→ **Exercise aim**
Write the next part of the command reference text, starting right after its final sentence.

→ **Passage provided**
Quality and validation

Command What it does
validate Checks CONTEXT.md term consistency, test coverage, security gates, and API standards
test-strategy Writes a test strategy covering unit, integration, performance, and security
risk-score Scores the current change surface, compliance posture, and guardrail state
audit-trail Keeps a full log of actions, guardrail results, artifact changes, and approvals
approval-workflow Handles approval gates for loop approvals, breaking-change checks, and PR merges

ADRs and context management

Command What it does
adr-engine Records architectural decisions that are hard to reverse or easy to misunderstand without context
context-engine Flags variable, file, and schema names that drift from your CONTEXT.md glossary
context-merge Resolves conflicting CONTEXT.md changes from parallel sessions

Multi-repository workspaces

Command What it does
workspace-setup Sets up a velocity-workspace repo for teams working across multiple repositories
workspace-intelligence Maps bounded contexts across repos and checks CONTEXT.md consistency
workspace-context-propagation Pushes context changes out to connected repositories on approval

Step 3 — Keep context current

Run #velocity-sync or /velocity-sync at the start of each session or after significant changes. This keeps CONTEXT.md and ARCHITECTURE.md accurate so agents aren't working from outdated assumptions.

Stored data entries:

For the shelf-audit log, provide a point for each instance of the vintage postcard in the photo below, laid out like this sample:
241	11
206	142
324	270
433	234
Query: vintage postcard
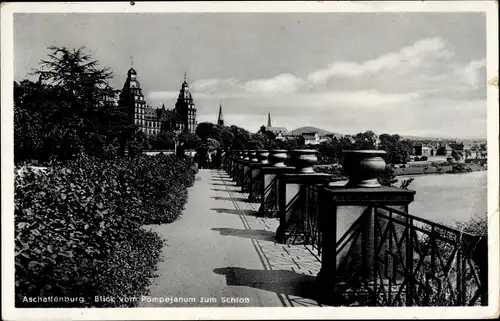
250	160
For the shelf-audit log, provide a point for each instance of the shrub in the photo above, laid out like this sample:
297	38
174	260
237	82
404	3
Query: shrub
78	227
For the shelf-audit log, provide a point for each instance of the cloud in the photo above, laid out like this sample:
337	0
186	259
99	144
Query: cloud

→ **Reply to the task**
Command Palette Reference

Open the Command Palette (⌘⇧P / Ctrl⇧P) and type Velocity:

Command What it does
Velocity: Initialize workspace Copies entry skill files into your repo and opens AI Chat
Velocity: Install plugin entry files Lets you pick Copilot or Cursor and installs the matching entry files
Velocity: Generate local install bundle Creates a velocity-local-install/ folder you can share with your team
Velocity: Open documentation Opens this README

System Requirements

  • VS Code 1.90 or later, or Cursor
  • GitHub Copilot Chat or Cursor AI Chat
  • A git repository (any language or framework)

Example: building a feature end-to-end

Starting out

  1. Open AI Chat and run /velocity (Cursor or Claude Code) or #velocity (Copilot). The Smart Router checks your recent git history and open issues, then asks three questions to figure out the right work type.
  2. It picks a pipeline variant — New Feature, say — and starts the first phase. State is saved to .velocity/sdlc/state/ on your branch.

Discovery and design

  1. Each phase opens with up to five questions, each with a suggested answer. Accept the defaults to move fast, or fill in your own. Anything left unanswered is noted as an assumption in the phase output.
  2. The Design phase produces an architecture doc. At the review gate you see what was built, what decisions were made, and what needs your sign-off. Approve to move on.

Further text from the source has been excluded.